#### Problem description
Repeat exactly the lines of the listing from the line containing "Return one point for each instance of the pebble." through its last line, and nothing beyond them.

==== Record set

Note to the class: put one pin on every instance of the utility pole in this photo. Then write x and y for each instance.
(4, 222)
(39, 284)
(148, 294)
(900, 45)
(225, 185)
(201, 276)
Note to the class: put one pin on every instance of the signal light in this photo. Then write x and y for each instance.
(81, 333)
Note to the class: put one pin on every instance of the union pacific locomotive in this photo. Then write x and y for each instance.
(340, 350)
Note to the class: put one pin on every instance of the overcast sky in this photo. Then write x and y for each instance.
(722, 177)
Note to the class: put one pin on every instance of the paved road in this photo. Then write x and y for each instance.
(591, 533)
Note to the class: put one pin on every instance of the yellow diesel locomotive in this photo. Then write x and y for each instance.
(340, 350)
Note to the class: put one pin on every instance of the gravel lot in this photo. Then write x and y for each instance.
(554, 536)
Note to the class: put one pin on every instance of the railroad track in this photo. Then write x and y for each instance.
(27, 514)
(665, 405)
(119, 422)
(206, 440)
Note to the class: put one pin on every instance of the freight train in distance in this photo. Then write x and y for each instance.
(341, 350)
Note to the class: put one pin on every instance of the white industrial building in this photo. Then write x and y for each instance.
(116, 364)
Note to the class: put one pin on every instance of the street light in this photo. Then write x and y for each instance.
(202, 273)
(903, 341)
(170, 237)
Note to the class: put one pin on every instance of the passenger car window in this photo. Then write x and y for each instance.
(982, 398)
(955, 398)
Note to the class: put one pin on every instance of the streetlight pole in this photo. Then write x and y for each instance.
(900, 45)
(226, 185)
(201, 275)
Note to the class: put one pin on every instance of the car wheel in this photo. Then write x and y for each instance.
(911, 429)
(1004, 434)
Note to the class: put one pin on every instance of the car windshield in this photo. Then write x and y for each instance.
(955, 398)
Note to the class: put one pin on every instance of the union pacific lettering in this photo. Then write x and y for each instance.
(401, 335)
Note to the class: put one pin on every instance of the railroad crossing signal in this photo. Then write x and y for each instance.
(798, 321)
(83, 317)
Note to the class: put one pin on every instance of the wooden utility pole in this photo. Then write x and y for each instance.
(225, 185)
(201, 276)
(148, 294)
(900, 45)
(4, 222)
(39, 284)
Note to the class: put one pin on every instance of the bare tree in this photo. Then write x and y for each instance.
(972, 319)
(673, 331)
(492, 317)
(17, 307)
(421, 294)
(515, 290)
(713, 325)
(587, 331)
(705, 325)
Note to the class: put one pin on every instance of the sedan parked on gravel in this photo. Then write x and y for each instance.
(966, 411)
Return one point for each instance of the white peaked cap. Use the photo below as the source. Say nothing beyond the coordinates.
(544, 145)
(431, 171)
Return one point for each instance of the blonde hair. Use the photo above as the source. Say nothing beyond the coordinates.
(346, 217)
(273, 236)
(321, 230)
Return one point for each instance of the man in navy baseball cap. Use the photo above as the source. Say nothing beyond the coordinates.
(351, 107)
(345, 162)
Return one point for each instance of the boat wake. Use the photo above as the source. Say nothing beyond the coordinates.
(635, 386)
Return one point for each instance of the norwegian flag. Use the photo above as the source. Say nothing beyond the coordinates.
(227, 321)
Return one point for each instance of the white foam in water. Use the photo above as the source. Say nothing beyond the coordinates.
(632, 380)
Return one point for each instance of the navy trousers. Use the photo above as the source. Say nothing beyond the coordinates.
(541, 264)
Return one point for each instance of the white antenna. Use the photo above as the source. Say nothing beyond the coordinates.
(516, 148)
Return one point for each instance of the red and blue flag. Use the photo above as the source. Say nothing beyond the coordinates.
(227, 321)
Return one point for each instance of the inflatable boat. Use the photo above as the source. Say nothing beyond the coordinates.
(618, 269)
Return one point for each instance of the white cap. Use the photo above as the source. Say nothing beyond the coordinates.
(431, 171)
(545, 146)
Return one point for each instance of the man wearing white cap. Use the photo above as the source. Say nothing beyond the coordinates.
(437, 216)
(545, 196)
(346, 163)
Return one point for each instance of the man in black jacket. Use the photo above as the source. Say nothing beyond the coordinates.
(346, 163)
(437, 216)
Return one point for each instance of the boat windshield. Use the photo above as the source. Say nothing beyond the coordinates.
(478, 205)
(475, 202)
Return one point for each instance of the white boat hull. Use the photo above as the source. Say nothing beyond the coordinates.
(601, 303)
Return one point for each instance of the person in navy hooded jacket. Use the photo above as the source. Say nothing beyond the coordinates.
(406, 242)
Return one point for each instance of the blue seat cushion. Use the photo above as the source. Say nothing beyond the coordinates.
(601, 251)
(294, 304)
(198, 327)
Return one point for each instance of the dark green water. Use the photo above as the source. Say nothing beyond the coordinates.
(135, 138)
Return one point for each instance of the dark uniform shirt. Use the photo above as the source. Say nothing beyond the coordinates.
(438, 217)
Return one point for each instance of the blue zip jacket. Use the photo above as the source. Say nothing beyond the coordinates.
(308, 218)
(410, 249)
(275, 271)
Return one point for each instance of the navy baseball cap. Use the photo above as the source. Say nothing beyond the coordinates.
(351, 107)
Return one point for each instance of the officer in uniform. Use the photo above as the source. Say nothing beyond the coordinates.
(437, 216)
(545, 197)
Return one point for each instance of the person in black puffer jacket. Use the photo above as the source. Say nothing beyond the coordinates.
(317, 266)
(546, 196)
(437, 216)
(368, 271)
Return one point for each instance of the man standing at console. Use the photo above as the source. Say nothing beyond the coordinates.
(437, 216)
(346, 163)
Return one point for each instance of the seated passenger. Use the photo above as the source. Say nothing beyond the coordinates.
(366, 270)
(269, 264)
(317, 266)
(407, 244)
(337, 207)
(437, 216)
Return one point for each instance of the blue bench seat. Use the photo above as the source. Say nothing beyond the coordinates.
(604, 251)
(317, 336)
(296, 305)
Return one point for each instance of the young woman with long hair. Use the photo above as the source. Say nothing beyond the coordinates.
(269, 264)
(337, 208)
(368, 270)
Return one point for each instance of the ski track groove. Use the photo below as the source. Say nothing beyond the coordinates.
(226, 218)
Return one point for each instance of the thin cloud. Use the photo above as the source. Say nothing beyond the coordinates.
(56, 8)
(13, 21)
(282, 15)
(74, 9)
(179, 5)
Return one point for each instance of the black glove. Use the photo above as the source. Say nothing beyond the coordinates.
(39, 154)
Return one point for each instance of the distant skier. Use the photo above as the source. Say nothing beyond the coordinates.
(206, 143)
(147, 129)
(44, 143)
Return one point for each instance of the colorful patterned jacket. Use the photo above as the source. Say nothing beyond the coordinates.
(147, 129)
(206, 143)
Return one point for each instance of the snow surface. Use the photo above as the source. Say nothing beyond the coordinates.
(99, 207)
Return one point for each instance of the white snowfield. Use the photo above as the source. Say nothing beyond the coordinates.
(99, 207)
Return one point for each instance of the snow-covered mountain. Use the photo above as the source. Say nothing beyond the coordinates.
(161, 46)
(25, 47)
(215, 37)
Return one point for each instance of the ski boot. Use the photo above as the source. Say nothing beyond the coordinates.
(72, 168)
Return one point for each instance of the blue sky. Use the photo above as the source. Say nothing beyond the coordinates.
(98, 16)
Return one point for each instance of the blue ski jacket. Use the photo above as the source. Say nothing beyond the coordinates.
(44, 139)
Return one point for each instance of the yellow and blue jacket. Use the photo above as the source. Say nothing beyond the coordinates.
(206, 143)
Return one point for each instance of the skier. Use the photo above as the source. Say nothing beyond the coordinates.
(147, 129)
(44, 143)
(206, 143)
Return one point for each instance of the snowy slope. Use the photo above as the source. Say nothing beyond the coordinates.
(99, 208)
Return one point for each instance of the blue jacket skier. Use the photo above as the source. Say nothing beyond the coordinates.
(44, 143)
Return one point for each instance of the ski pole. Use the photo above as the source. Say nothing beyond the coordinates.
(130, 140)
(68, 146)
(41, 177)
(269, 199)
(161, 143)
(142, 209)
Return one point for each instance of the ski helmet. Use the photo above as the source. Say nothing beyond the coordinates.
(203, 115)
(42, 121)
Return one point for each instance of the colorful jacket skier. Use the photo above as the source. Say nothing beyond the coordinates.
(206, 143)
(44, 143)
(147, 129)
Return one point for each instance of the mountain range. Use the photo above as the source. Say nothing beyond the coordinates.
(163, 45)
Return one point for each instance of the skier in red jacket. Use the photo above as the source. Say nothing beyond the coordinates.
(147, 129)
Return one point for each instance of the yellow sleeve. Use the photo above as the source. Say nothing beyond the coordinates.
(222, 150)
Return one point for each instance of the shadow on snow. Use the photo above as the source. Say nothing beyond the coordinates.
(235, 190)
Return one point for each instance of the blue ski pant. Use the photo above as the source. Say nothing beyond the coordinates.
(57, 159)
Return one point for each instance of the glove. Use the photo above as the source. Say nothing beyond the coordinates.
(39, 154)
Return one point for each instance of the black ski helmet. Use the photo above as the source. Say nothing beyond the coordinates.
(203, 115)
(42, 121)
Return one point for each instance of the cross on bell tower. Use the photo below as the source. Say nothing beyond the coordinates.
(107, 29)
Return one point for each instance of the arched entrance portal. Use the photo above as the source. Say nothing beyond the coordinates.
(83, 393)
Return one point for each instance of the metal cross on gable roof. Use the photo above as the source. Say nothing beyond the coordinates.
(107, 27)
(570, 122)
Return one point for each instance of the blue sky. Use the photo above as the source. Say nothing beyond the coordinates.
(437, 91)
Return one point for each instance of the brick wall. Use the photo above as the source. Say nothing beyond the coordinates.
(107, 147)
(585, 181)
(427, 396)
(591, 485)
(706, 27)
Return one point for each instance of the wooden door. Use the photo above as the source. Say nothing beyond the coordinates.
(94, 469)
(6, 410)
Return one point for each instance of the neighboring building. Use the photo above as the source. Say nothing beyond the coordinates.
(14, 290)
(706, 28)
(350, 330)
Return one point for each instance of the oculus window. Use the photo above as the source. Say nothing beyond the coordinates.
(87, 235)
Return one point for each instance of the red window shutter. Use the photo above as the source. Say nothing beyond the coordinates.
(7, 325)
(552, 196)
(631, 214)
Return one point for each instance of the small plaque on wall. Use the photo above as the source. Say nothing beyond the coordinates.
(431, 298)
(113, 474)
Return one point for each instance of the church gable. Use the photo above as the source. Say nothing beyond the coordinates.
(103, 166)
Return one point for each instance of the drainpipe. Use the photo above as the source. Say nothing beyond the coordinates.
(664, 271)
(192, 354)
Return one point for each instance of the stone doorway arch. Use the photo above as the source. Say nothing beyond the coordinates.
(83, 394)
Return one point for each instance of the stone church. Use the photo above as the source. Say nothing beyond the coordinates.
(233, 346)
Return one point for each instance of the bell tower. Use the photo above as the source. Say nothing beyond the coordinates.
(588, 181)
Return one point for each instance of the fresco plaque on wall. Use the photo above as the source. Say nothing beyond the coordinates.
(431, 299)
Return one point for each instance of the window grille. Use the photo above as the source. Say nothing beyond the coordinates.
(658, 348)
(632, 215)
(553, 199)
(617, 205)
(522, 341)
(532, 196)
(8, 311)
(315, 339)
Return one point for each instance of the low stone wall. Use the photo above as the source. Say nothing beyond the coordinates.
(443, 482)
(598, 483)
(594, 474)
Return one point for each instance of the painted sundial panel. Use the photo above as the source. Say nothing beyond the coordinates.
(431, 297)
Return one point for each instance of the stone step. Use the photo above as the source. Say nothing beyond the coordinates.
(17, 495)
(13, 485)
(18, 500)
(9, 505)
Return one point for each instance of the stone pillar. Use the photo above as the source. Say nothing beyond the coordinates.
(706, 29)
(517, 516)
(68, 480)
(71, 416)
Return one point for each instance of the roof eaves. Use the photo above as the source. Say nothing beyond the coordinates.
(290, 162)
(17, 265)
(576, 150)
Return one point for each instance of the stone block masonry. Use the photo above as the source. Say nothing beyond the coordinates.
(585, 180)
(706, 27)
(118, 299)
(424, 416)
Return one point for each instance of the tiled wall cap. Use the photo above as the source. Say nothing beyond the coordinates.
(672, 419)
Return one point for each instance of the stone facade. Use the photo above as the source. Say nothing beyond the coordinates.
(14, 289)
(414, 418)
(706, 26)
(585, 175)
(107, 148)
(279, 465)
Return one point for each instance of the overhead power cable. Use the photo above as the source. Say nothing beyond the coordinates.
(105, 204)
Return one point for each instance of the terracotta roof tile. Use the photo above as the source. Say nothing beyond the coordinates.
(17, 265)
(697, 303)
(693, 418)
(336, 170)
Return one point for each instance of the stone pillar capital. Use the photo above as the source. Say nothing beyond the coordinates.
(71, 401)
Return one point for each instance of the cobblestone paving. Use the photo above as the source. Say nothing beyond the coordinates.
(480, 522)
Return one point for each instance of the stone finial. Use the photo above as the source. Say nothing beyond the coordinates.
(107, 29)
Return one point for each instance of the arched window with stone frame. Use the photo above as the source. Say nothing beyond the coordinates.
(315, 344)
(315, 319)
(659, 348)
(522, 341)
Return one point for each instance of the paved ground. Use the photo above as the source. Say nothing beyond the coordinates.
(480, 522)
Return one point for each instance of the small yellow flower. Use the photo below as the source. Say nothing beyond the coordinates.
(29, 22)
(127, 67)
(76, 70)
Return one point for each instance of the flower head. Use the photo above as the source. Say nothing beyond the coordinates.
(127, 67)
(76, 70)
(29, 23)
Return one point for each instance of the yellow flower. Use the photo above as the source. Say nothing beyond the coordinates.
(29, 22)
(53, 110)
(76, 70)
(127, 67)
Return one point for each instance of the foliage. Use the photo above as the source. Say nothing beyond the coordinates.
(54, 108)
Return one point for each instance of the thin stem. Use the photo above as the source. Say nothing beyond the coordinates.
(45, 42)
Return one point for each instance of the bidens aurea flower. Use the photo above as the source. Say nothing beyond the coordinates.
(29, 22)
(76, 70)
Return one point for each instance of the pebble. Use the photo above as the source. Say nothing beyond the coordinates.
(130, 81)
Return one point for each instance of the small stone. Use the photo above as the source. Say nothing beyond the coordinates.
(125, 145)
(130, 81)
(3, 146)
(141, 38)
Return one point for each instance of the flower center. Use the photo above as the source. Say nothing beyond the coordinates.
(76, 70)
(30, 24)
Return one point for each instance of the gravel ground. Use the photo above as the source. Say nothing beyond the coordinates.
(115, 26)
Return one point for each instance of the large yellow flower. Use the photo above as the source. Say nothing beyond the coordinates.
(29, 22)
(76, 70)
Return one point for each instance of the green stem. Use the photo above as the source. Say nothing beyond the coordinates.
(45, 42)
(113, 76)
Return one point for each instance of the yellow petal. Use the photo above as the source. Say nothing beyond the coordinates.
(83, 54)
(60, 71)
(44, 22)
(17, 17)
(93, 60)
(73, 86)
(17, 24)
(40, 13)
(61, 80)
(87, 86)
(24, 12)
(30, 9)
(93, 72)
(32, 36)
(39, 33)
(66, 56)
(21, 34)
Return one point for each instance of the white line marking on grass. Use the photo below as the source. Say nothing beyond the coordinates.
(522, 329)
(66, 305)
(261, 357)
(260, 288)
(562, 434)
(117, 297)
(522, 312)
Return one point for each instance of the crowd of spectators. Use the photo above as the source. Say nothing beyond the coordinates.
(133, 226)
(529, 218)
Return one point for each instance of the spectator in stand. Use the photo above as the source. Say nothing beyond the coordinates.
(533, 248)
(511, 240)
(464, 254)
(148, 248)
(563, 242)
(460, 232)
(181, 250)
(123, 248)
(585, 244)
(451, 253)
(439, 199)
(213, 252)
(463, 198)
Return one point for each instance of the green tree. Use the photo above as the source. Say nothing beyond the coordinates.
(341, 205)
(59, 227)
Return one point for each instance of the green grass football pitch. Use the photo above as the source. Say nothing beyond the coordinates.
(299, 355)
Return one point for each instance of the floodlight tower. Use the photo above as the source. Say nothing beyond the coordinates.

========

#### Answer to the task
Return one point for each instance of the pebble. Use the photo above as the source. Say nothing beyond the coordinates.
(130, 81)
Return one point for each instance of the small stone. Use the photo above as the source. Say nothing beyond the coordinates.
(125, 145)
(130, 81)
(3, 146)
(141, 38)
Return one point for each instance of the flower center. Use the photo above as the source. Say nothing beyond the coordinates.
(76, 70)
(30, 24)
Return one point for each instance of the gravel ground. Use the photo above as the source. Say nothing beyond the coordinates.
(115, 26)
Return one point for each instance of the large yellow flower. Use the photo above as the source. Say nothing beyond the coordinates.
(29, 22)
(76, 70)
Return one point for each instance of the green stem. Use the photo above as the source. Say nothing beyond the coordinates.
(45, 42)
(113, 76)
Return one point for each instance of the yellow petal. Use the photo above as the source. Say nothing beyond the coordinates.
(83, 54)
(60, 71)
(44, 22)
(17, 17)
(93, 60)
(73, 86)
(17, 24)
(40, 13)
(61, 80)
(87, 86)
(24, 12)
(30, 9)
(93, 72)
(32, 36)
(39, 33)
(66, 56)
(21, 34)
Return one point for each instance of the white line marking on grass. Use the photo below as the source. Say nothing beyond the coordinates.
(522, 329)
(66, 305)
(261, 357)
(260, 288)
(562, 434)
(117, 297)
(522, 312)
Return one point for each instance of the crowd of spectators. Use the photo above as the source. Say nothing beyond the coordinates.
(133, 226)
(529, 218)
Return one point for each instance of the spectator in stand. Use the photo above as the source. Say nothing beyond the coordinates.
(533, 248)
(511, 240)
(464, 254)
(148, 248)
(563, 242)
(460, 232)
(181, 250)
(123, 248)
(585, 244)
(451, 253)
(439, 199)
(213, 252)
(463, 198)
Return one point for each instance of the green tree. Use the photo above as the source. Say nothing beyond the coordinates.
(341, 205)
(59, 227)
Return one point for each instance of the green grass football pitch. Use the photo above as the source. Say nothing beyond the coordinates.
(299, 355)
Return one point for each instance of the floodlight tower. Use the photo above as the source. Say nothing beyond the coordinates.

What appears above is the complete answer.